▸ What you will do
a: In the passage on National Socialist housing, who was one of the leading architects of the new healthy settlements?
b: Please reproduce the part of the passage on National Socialist housing that begins at the words "Convinced of the" and ends after the words "National Socialist ideology.".

── Source passage ──

Housing became a political weapon. Like the other arts, it was to follow
a prescribed style. The National Socialists developed the concept of community
architecture, an architecture that gave the feeling of belonging. Youth hostels,
special training schools, and general housing projects were all to be built in a
style promoting the feeling of naturalness and health. One of the leading
architects of the new healthy settlements was Julius Schulte-Frohlinde.
Convinced of the Germans' unerring sense of a healthy, clear German style, he
pleaded for the expansion and preservation of a unified
architecture, corresponding to National Socialist ideology.
(Julius Schulte-Frohlinde,
Die landschaftlichen Grundlagen,
page 9.) The small house, in particular, was the seed core
for the Folk. (Wendland,
Kunst und Nation,
page 19.) Special attention was given to old farmhouses. They had to be mirrors
of the German character.

Robert Ley, together with the German Labour Front and the German
Heimatbund --
Association Of The Native
Land, formed Heimat und Haus
--
Native Land And Home Society. It
distributed books recommending approved rural styles for villages and houses.

───
── Data block ──

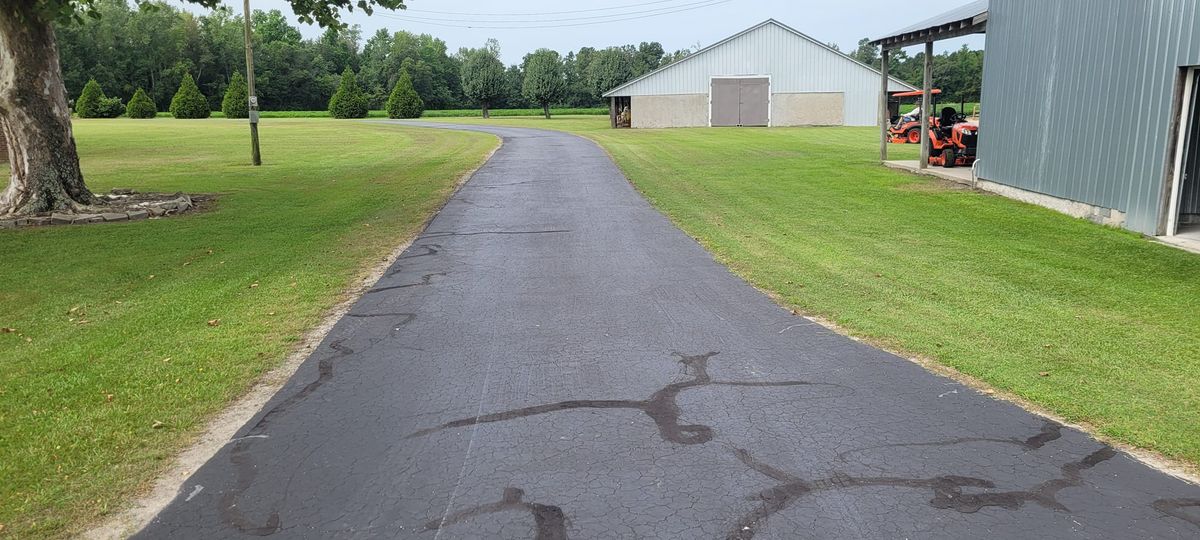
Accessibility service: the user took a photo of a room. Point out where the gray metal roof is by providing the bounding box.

───

▸ Solution set
a: Julius Schulte-Frohlinde

b:
Convinced of the Germans' unerring sense of a healthy, clear German style, he
pleaded for the expansion and preservation of a unified
architecture, corresponding to National Socialist ideology.